> [The task]:
Only the lines from the line containing "Locate every instance of the gray shorts" through the final line of the entries should be printed, exactly as given, with the pictures left out.

(Stored items)
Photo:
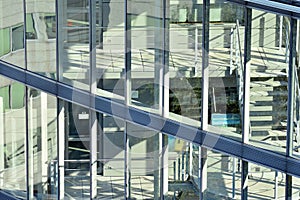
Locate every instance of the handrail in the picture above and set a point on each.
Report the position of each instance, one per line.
(239, 66)
(297, 119)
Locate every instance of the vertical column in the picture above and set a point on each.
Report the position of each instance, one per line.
(158, 97)
(44, 140)
(61, 148)
(2, 147)
(246, 98)
(61, 20)
(30, 136)
(291, 100)
(205, 88)
(93, 86)
(165, 99)
(127, 96)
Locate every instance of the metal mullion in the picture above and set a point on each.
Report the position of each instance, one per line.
(291, 100)
(92, 90)
(127, 96)
(246, 100)
(202, 165)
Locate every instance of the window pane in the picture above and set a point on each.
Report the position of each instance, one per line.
(5, 41)
(226, 43)
(268, 83)
(12, 32)
(41, 37)
(12, 138)
(42, 145)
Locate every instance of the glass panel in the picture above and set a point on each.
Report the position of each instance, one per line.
(110, 49)
(12, 32)
(74, 43)
(12, 138)
(146, 38)
(296, 188)
(42, 145)
(41, 37)
(77, 152)
(226, 43)
(296, 105)
(110, 158)
(183, 167)
(144, 163)
(185, 61)
(223, 176)
(264, 183)
(268, 86)
(5, 41)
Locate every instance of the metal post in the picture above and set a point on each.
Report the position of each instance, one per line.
(93, 122)
(182, 166)
(276, 186)
(127, 96)
(2, 143)
(44, 140)
(205, 88)
(231, 50)
(61, 148)
(196, 51)
(233, 176)
(291, 100)
(246, 99)
(280, 31)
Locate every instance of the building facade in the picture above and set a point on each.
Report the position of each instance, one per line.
(156, 99)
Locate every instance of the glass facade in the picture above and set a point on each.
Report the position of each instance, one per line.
(157, 99)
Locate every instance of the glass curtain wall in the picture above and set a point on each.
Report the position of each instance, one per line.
(145, 46)
(73, 43)
(12, 32)
(225, 68)
(268, 80)
(42, 145)
(109, 48)
(12, 138)
(41, 37)
(185, 63)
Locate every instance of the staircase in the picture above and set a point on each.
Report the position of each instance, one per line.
(268, 96)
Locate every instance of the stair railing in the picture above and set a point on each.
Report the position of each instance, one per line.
(297, 119)
(239, 66)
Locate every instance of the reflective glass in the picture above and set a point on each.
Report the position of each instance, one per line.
(226, 47)
(12, 138)
(223, 176)
(41, 37)
(74, 53)
(185, 61)
(146, 52)
(110, 49)
(111, 154)
(268, 80)
(77, 152)
(265, 183)
(295, 188)
(12, 32)
(296, 105)
(42, 139)
(144, 162)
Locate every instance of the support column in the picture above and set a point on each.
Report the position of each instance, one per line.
(61, 148)
(93, 122)
(44, 140)
(291, 100)
(246, 99)
(127, 96)
(30, 153)
(2, 144)
(205, 91)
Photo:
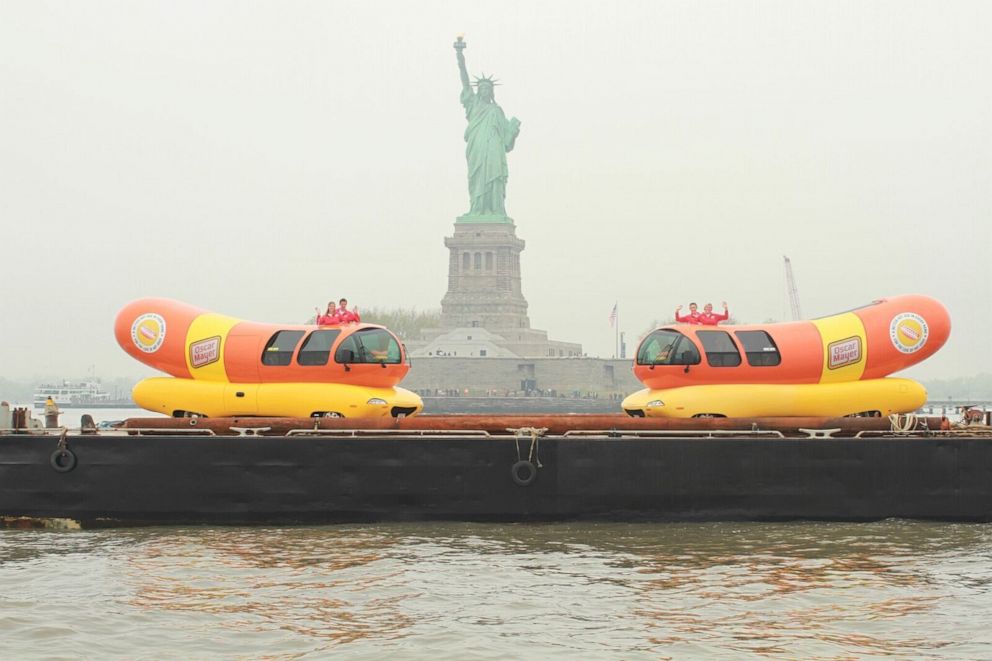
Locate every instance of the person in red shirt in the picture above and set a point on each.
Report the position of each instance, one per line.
(345, 315)
(692, 318)
(330, 317)
(710, 318)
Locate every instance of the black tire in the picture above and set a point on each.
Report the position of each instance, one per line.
(523, 473)
(63, 460)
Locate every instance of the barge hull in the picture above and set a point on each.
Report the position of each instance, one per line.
(176, 479)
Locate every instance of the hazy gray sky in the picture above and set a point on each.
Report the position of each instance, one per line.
(257, 159)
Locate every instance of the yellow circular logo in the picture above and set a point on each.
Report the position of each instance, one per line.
(148, 332)
(908, 332)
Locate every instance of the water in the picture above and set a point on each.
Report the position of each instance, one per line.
(802, 590)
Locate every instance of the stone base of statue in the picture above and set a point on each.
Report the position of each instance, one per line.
(482, 219)
(484, 312)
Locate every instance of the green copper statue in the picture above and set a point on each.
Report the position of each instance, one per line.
(488, 136)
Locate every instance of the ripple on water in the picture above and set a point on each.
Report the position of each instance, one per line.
(892, 588)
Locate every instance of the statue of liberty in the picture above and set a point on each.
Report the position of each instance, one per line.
(488, 136)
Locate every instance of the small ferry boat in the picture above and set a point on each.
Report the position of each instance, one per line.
(79, 395)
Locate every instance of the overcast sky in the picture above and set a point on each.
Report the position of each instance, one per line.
(258, 159)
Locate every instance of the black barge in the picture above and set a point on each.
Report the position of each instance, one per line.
(485, 468)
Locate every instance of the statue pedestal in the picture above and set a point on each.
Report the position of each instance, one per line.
(484, 275)
(476, 219)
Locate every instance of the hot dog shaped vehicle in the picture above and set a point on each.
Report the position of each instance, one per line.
(222, 366)
(833, 366)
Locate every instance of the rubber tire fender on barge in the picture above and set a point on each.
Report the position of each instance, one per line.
(523, 473)
(63, 460)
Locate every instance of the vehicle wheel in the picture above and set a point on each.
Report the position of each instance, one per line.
(187, 414)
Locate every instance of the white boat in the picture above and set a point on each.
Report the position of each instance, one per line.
(82, 394)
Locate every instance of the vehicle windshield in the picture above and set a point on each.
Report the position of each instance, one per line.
(369, 345)
(667, 347)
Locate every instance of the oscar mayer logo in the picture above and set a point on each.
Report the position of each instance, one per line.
(204, 352)
(843, 352)
(148, 332)
(908, 332)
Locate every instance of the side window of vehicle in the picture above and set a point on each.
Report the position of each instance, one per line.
(667, 347)
(316, 349)
(279, 350)
(720, 349)
(348, 351)
(760, 348)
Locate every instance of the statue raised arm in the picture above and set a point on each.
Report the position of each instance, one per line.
(488, 136)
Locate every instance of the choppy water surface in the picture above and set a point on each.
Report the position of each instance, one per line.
(500, 591)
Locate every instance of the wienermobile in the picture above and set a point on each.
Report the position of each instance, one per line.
(222, 366)
(833, 366)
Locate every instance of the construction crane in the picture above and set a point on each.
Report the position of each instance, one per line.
(790, 285)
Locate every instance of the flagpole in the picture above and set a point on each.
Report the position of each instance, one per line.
(616, 330)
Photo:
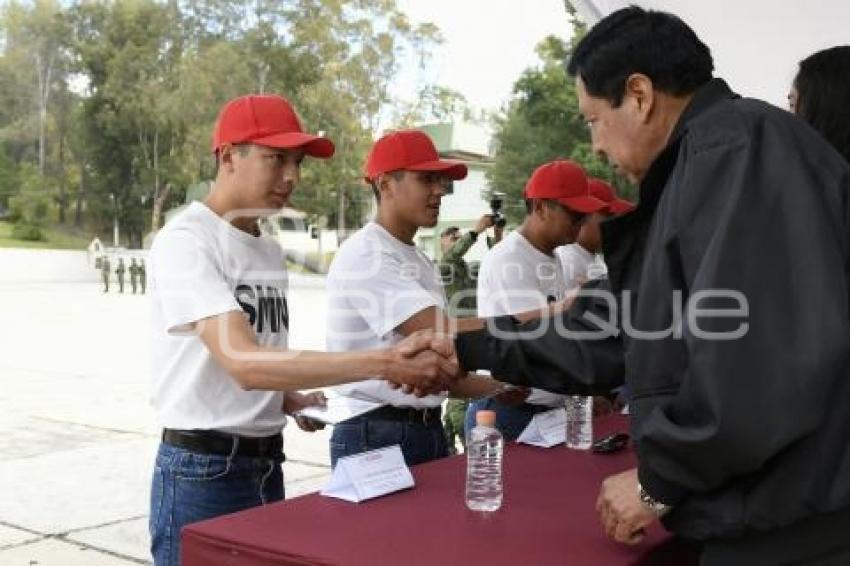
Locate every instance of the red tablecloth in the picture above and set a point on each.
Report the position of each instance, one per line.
(547, 517)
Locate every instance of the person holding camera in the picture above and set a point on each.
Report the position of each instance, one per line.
(454, 271)
(459, 283)
(525, 273)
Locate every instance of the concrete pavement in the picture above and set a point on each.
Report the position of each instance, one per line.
(77, 434)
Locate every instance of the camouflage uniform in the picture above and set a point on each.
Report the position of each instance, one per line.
(119, 273)
(134, 273)
(456, 277)
(143, 276)
(104, 273)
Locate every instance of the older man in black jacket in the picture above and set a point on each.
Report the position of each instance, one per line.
(726, 308)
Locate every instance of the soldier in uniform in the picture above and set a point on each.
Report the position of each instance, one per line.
(104, 272)
(134, 273)
(459, 283)
(119, 272)
(143, 276)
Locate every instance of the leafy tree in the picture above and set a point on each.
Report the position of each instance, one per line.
(542, 123)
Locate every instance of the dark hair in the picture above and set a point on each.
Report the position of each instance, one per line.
(823, 95)
(633, 40)
(398, 175)
(242, 148)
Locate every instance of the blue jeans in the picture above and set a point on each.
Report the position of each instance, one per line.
(188, 487)
(510, 421)
(419, 442)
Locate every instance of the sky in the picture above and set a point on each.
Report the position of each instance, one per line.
(488, 43)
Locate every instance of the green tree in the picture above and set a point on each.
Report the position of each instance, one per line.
(29, 206)
(542, 123)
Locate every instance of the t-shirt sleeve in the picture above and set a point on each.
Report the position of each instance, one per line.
(504, 288)
(385, 291)
(188, 282)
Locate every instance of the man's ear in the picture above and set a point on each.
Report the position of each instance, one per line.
(640, 92)
(384, 184)
(539, 208)
(225, 157)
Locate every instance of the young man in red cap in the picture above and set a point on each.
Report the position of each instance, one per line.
(523, 273)
(382, 288)
(582, 260)
(220, 324)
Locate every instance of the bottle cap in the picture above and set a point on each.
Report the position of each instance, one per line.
(486, 418)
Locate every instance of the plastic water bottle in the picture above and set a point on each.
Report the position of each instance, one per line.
(484, 464)
(579, 422)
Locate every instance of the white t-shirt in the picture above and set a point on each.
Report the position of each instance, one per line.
(375, 283)
(580, 265)
(202, 266)
(516, 277)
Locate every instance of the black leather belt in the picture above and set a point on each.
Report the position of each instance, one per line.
(406, 414)
(222, 444)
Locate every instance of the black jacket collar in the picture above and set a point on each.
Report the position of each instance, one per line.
(619, 234)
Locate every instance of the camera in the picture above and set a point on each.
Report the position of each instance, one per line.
(496, 202)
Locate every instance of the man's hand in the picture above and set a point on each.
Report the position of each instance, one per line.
(623, 516)
(498, 232)
(424, 363)
(483, 223)
(602, 406)
(294, 402)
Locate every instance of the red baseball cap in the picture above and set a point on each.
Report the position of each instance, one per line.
(409, 150)
(565, 182)
(604, 192)
(268, 120)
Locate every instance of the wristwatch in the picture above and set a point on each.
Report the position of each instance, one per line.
(660, 509)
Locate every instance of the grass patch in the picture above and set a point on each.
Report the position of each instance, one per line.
(55, 239)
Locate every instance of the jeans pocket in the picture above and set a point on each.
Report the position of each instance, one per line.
(380, 434)
(203, 467)
(156, 502)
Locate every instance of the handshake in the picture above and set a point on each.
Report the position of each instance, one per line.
(423, 363)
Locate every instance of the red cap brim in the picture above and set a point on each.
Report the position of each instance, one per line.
(584, 204)
(451, 169)
(314, 146)
(620, 206)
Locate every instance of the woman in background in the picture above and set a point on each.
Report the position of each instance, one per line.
(820, 95)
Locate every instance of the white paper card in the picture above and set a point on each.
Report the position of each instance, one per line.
(546, 429)
(338, 409)
(370, 474)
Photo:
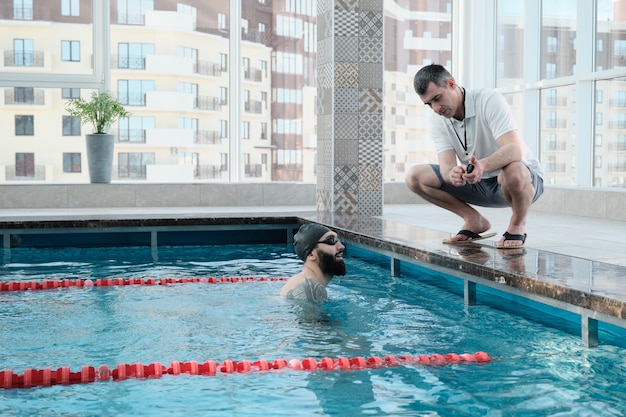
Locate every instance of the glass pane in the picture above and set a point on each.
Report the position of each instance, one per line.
(558, 38)
(416, 34)
(558, 135)
(510, 43)
(610, 35)
(609, 168)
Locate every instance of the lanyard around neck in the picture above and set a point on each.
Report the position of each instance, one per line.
(464, 142)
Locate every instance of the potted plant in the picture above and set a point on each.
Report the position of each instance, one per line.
(101, 111)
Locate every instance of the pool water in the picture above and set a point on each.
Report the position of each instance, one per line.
(537, 370)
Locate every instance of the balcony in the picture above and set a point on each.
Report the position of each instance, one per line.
(253, 106)
(33, 59)
(24, 96)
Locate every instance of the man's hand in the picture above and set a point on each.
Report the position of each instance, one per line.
(457, 174)
(475, 173)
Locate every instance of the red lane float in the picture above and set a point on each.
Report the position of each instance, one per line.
(109, 282)
(64, 376)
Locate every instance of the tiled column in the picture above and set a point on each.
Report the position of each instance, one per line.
(350, 107)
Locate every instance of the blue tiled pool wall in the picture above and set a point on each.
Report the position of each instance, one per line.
(143, 237)
(529, 309)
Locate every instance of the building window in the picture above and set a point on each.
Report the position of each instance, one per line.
(70, 51)
(70, 7)
(24, 125)
(71, 162)
(24, 95)
(68, 93)
(25, 164)
(223, 129)
(263, 130)
(133, 164)
(245, 130)
(133, 55)
(23, 52)
(133, 92)
(221, 21)
(71, 126)
(23, 9)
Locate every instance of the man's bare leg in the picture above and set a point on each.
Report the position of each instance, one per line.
(518, 190)
(423, 181)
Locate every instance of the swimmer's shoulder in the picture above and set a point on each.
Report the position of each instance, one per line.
(301, 287)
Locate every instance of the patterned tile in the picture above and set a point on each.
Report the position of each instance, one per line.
(370, 49)
(346, 202)
(346, 49)
(346, 126)
(346, 152)
(346, 177)
(346, 23)
(326, 74)
(371, 126)
(346, 100)
(370, 75)
(324, 6)
(370, 203)
(328, 24)
(328, 100)
(346, 4)
(371, 178)
(371, 24)
(370, 152)
(346, 75)
(373, 5)
(370, 100)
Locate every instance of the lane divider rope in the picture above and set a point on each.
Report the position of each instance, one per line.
(109, 282)
(87, 374)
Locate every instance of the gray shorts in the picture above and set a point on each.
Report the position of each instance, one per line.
(487, 192)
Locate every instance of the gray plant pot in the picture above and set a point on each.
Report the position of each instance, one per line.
(100, 157)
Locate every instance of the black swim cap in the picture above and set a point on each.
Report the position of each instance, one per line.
(307, 237)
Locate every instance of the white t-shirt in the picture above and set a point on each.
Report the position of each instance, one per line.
(487, 117)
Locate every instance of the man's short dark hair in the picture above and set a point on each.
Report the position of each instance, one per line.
(433, 73)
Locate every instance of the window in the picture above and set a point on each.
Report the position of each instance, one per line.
(71, 162)
(23, 52)
(23, 9)
(133, 92)
(221, 21)
(24, 125)
(24, 95)
(71, 126)
(70, 51)
(245, 130)
(25, 164)
(133, 129)
(68, 93)
(133, 55)
(131, 12)
(133, 164)
(70, 7)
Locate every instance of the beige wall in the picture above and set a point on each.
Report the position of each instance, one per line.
(605, 204)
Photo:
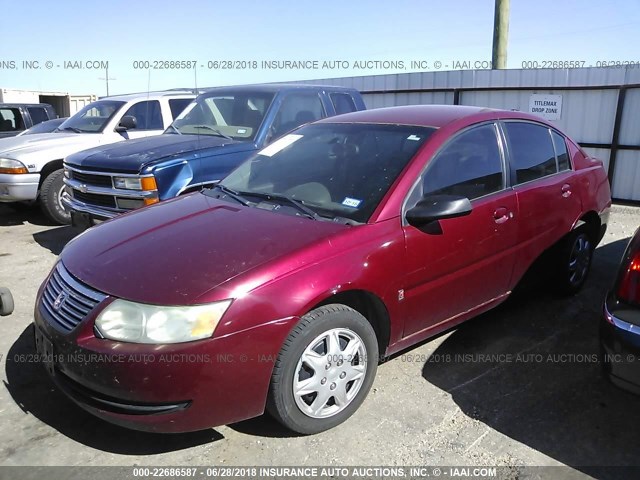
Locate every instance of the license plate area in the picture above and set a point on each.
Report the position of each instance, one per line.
(46, 351)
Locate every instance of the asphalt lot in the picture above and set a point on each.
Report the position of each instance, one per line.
(550, 407)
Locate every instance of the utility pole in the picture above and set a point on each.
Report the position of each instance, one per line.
(500, 34)
(107, 78)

> [In response]:
Locate every instance of the gray shorts in the picture above and set a point on each.
Report the position of each instance, one per line.
(487, 192)
Locate every instance of the gray plant pot in the picture above and set a point on each.
Report the position of each instance, one per line.
(100, 157)
Locate every instance of the black swim cap in the picture above and set a point on each.
Report the position of each instance, one per line.
(307, 237)
Locate every instance of the white t-shirt in the picture above and set a point on each.
Report the position of each instance, one per line.
(487, 117)
Locate every instance of the man's short dark hair in the picture above and set a point on each.
Report the position of each instance, one per line.
(433, 73)
Locate every instance of the window in the picture above and set a point on each.
Report the position of each instance, one per line.
(71, 162)
(23, 52)
(23, 9)
(133, 92)
(221, 21)
(24, 125)
(24, 95)
(71, 126)
(70, 51)
(245, 130)
(25, 164)
(133, 129)
(68, 93)
(133, 55)
(131, 12)
(133, 164)
(70, 7)
Locate every instance of the beige wall in the picture above and set a point on each.
Report the position of each instance, one per line.
(605, 204)
Photo:
Locate every instance of the license plate area in the picture above and set a point on each.
Report the position of each instance, one per line.
(46, 351)
Locate every instance of the asphalt lot in the picture above and set a point on each.
Report the position of each instance, one per line.
(550, 407)
Locate every instance of the utility pole in the picture above and set a point on each.
Report the position of each instance, one per line.
(500, 34)
(107, 78)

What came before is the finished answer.